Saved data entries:
"""
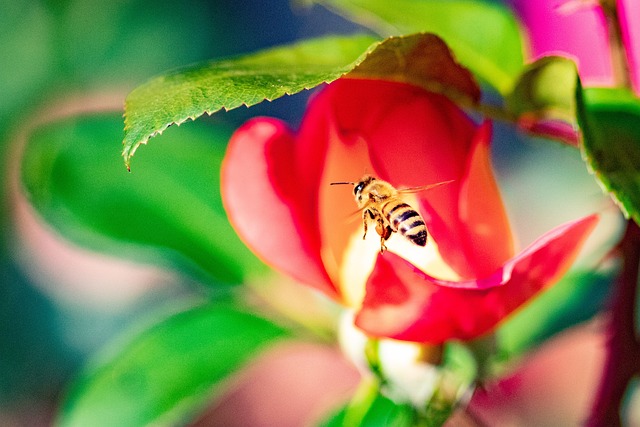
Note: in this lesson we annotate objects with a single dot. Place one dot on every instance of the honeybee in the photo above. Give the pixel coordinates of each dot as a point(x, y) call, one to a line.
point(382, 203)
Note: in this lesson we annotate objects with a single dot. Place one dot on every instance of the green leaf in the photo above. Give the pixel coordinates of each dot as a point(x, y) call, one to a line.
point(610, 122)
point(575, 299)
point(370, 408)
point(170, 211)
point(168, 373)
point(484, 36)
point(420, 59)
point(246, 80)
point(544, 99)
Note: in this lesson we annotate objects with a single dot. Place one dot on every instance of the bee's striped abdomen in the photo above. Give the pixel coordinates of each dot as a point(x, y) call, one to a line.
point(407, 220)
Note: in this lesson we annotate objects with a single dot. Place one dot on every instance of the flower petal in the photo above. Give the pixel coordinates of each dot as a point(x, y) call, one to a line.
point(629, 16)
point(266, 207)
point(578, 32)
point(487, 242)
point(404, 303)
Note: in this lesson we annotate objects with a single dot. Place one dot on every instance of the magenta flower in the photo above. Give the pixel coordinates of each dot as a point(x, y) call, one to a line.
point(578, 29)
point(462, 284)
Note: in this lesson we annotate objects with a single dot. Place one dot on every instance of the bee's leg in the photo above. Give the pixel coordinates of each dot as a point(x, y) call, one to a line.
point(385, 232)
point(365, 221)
"""
▸ TRY IT: Only the lines from the one that contains "of the flower" to the end of the data should be output, exactly as they appear.

▸ RESPONSE AREA:
Note: in this lesson we annotate objects with a single dot. Place one dot on every instance of the flower petal in the photo above. Give the pixel coordinates of each dot as a point(x, y) call, one to a line.
point(629, 16)
point(266, 207)
point(578, 32)
point(487, 242)
point(404, 303)
Note: in this lesson we annotate objects with a single dot. Place one dot on every instance of the magenta flower in the photo above. Give the pixel coordinates of each dot as a point(x, y) call, one to a line.
point(578, 29)
point(462, 284)
Note: in this lesson we annotate objects with a single dot. Place one dot on every instance of the bee's leg in the photo above. Give the pixel coordinates of each dot as a point(x, y) call, one to a line.
point(385, 232)
point(365, 221)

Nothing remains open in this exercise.